(TASK):
Rewrite the passage about the Mississippi flood fight, starting at "By Boyce Upholt" and ending at "past each second.", with "meeting room" in place of "conference room".

By Boyce Upholt
August 7, 2019

By May 9, 2019, the U.S. Army Corps of Engineers had been in a flood fight in Louisiana for nearly 200 days. Officials gathered every morning in a conference room in New Orleans that was—perhaps thankfully—windowless, keeping their opponent out of view: just below the office snarled the overladen Mississippi River, more than 8 million gallons of water ripping past each second.

That morning, the team discussed the latest forecasts and notes from inspectors, who were assessing every foot of every levee every day. They were dealing not with a river, really, but with the Mississippi River & Tributaries Project: the web of canals and spouts the lower Mississippi has become, with floodgates that can be opened or closed to redirect the water on command. The New Orleans team had been focused on the Bonnet Carré Spillway, which diverts water from the Mississippi into Lake Pontchartrain, connected to the Gulf of Mexico, during floods.

(PROVIDED RECORDS):
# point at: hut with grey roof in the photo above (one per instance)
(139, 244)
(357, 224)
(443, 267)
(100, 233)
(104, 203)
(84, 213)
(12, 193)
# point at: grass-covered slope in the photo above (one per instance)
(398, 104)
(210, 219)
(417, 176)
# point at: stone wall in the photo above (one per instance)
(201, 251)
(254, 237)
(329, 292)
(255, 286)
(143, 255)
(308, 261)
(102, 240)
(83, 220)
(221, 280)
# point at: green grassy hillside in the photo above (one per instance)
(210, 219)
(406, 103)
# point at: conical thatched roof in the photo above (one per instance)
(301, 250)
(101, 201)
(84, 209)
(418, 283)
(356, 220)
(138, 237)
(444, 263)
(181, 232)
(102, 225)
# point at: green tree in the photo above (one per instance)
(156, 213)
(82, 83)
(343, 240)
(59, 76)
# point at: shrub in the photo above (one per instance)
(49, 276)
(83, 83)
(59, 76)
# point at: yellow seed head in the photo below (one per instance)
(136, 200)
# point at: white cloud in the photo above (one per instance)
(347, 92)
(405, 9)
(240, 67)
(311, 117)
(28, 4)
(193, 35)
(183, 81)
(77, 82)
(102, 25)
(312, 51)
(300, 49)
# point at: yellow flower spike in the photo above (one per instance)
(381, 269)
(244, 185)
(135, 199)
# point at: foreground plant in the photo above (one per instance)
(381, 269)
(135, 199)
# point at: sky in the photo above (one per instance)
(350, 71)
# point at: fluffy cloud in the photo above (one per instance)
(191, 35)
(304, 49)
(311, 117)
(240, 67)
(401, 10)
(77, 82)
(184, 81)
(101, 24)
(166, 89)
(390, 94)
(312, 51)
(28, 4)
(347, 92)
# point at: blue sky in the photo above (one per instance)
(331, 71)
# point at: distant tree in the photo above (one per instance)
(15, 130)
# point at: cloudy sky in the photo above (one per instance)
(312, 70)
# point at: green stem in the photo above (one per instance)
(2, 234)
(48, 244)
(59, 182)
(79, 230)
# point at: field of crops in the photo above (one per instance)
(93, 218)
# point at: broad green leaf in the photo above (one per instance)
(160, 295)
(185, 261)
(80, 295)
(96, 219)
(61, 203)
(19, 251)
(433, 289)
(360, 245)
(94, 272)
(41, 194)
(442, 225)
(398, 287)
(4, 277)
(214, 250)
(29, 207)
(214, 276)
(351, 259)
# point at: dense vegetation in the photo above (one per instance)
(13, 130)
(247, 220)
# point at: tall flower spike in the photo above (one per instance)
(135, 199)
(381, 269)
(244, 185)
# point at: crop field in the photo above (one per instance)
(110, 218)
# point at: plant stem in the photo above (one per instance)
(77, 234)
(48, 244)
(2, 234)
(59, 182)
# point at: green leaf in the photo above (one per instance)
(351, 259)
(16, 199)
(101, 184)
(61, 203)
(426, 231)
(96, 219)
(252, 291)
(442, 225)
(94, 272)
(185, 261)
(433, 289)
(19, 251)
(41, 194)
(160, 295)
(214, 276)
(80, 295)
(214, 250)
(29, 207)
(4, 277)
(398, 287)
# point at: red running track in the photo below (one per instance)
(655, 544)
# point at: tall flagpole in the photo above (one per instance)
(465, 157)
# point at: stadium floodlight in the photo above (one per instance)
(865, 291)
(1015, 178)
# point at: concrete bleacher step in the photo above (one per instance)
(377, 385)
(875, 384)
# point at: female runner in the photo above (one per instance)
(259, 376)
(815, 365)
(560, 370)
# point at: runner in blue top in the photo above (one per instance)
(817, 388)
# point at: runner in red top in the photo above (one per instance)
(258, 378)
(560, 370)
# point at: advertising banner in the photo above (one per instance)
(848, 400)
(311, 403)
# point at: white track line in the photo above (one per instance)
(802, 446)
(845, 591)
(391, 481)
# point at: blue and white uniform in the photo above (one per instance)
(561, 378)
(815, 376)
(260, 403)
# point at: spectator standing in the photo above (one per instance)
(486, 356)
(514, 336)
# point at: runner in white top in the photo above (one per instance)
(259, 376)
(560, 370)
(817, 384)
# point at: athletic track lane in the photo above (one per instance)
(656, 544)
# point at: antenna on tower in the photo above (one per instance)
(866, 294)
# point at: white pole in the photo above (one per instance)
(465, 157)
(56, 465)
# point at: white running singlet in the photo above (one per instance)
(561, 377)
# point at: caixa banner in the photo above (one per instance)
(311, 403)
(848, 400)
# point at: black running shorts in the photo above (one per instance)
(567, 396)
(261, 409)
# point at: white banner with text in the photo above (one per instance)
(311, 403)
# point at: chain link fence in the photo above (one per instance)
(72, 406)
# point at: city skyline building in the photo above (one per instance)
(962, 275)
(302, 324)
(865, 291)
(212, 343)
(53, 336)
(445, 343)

(TASK OUTPUT):
By Boyce Upholt
August 7, 2019

By May 9, 2019, the U.S. Army Corps of Engineers had been in a flood fight in Louisiana for nearly 200 days. Officials gathered every morning in a meeting room in New Orleans that was—perhaps thankfully—windowless, keeping their opponent out of view: just below the office snarled the overladen Mississippi River, more than 8 million gallons of water ripping past each second.